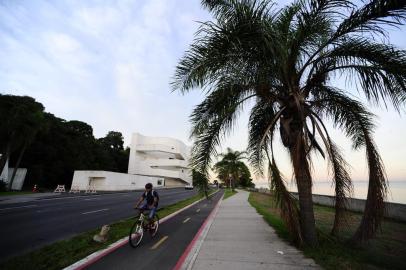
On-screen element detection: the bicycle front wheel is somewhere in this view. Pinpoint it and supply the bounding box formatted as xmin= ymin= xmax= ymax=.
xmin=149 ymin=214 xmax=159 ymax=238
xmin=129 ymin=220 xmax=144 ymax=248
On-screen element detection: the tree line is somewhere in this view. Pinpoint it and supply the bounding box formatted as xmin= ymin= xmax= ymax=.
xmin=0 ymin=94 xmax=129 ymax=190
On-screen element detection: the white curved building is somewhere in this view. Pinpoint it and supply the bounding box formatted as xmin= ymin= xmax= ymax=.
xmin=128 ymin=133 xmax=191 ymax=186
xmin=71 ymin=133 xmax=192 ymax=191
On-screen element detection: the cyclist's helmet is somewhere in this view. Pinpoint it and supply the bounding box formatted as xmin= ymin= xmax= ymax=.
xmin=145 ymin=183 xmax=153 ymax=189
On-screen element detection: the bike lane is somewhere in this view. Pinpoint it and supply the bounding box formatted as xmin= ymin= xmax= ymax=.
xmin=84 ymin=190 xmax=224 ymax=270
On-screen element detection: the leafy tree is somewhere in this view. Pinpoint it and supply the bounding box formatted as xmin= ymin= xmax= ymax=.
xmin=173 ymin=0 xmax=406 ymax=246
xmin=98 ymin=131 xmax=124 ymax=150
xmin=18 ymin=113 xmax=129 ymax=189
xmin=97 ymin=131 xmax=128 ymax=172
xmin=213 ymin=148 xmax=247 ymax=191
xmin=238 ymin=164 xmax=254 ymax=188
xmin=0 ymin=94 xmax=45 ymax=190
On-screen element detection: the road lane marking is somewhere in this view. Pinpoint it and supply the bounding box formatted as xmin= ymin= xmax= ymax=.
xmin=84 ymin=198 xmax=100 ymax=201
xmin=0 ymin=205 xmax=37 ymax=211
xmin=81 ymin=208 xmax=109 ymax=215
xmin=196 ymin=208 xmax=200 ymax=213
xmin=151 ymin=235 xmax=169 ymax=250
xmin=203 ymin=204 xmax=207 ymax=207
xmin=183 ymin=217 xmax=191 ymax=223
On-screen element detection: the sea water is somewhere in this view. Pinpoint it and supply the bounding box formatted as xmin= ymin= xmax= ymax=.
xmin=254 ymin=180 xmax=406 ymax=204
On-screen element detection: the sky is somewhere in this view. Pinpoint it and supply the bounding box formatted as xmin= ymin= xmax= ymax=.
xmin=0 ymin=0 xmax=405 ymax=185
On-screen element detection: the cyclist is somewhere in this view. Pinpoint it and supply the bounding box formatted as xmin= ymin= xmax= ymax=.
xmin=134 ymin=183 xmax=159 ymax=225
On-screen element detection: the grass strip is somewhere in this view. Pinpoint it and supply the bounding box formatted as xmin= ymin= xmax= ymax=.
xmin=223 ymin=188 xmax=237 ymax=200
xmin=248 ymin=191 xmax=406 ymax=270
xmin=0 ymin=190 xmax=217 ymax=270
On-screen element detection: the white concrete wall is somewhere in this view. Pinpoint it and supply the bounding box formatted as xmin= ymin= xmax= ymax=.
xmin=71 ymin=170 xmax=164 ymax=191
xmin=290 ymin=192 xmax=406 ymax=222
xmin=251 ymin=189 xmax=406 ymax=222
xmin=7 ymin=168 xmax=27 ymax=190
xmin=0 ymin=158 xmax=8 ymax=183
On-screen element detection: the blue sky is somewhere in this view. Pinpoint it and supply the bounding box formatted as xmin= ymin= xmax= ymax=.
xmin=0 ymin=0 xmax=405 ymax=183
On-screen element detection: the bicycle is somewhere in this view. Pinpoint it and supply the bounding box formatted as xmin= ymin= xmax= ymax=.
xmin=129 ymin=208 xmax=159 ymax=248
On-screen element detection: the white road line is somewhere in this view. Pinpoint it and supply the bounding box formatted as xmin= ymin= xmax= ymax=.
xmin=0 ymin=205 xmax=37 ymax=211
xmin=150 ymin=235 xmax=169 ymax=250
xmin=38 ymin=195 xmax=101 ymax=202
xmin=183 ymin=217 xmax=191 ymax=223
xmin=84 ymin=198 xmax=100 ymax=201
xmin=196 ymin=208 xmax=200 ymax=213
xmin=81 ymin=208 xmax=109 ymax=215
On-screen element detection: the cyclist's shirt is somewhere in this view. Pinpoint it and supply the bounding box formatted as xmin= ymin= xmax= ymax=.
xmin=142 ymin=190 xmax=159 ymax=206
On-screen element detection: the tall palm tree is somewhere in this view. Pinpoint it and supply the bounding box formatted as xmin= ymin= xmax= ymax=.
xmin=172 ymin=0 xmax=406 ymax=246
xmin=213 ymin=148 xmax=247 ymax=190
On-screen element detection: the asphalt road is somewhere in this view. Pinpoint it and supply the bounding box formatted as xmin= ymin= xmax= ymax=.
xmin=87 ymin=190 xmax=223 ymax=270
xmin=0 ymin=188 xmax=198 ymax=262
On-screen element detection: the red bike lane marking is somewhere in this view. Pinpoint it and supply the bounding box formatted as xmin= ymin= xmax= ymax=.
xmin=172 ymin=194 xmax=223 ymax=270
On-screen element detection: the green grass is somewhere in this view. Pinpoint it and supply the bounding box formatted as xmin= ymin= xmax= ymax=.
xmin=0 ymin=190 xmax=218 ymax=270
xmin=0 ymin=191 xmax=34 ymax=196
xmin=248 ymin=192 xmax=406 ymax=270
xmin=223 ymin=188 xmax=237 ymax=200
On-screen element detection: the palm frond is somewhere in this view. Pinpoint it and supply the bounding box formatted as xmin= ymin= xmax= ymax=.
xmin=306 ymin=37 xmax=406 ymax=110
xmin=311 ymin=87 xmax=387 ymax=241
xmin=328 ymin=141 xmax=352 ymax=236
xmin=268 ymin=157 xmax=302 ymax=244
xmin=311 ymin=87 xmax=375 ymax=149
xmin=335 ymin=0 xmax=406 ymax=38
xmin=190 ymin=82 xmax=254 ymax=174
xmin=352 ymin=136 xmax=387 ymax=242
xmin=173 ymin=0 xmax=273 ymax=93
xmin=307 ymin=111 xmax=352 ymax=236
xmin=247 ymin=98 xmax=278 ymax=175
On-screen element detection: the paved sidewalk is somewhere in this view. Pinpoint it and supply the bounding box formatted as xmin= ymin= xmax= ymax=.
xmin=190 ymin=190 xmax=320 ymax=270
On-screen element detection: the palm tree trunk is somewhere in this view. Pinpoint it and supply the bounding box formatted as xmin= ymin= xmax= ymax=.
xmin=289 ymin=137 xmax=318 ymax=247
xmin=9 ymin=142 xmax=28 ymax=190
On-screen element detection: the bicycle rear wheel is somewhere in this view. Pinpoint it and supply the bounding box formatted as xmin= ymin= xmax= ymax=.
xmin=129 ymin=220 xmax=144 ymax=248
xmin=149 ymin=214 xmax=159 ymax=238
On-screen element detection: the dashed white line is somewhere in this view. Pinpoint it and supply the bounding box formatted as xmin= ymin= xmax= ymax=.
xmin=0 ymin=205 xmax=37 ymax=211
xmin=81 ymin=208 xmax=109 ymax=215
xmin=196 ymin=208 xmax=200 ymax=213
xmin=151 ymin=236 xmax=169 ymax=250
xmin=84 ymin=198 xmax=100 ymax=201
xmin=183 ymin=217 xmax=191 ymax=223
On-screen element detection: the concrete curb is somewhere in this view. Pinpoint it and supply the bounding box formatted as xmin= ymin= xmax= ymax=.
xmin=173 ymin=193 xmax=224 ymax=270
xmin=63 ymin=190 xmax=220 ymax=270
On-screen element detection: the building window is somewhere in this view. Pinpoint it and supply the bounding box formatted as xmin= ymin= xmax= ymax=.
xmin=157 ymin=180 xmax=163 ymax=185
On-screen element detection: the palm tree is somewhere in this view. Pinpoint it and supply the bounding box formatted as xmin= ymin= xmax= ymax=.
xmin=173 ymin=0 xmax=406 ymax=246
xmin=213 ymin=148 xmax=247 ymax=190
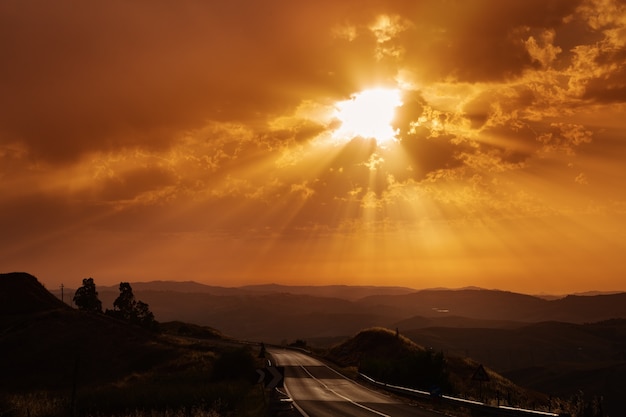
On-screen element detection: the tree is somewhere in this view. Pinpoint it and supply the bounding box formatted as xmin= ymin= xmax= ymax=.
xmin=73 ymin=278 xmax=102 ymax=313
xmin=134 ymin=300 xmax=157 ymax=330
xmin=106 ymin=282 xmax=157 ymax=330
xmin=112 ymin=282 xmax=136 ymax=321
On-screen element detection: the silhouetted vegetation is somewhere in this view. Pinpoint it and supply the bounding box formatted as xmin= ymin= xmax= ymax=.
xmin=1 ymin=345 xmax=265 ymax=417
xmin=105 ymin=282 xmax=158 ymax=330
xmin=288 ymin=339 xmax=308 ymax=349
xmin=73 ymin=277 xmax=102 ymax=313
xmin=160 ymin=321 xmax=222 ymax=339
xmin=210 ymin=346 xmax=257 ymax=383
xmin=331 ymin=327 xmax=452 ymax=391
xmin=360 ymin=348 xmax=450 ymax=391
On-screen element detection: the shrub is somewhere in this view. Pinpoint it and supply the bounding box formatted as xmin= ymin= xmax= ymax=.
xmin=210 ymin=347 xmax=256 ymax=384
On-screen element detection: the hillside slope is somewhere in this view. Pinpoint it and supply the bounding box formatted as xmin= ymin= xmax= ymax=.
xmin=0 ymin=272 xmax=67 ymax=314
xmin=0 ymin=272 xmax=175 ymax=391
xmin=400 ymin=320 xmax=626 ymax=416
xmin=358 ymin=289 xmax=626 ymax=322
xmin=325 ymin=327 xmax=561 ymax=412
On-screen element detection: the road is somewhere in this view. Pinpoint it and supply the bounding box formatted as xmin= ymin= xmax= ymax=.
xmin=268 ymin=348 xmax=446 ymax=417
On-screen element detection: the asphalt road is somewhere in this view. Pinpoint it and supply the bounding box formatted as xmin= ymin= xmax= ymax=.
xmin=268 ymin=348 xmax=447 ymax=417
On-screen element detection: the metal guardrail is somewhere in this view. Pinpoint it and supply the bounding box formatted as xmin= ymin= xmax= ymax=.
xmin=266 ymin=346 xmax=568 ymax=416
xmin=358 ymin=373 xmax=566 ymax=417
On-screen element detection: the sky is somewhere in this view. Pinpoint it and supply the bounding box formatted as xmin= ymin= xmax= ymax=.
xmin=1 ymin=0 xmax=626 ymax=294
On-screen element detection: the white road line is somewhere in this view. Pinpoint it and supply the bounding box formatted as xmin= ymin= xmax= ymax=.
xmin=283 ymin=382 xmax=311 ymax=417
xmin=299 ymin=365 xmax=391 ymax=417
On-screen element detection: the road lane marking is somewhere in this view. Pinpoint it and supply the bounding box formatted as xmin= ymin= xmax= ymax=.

......

Your answer must consist solely of the lines from the one containing "On-screen element detection: the metal" through the last line of the entries, reproduced exactly.

On-screen element detection: the metal guardrail is somewhere in this view. Pinpoint it and supply the bounding box formatted as xmin= ymin= xmax= ymax=.
xmin=266 ymin=346 xmax=568 ymax=416
xmin=358 ymin=373 xmax=566 ymax=417
On-screen element detection: the sky is somewhere in this view. Pinpoint it and supply the bounding box formatted as xmin= ymin= xmax= ymax=.
xmin=1 ymin=0 xmax=626 ymax=294
On-screen element detection: the white road line is somewhere in this view. Pinpoint it and supply the bounding box formatted as xmin= ymin= xmax= ymax=.
xmin=283 ymin=382 xmax=311 ymax=417
xmin=299 ymin=365 xmax=391 ymax=417
On-screen element detection: the road lane marking is somewhere in this view. Pinpoint it and supply the bounding box formatted as xmin= ymin= xmax= ymax=.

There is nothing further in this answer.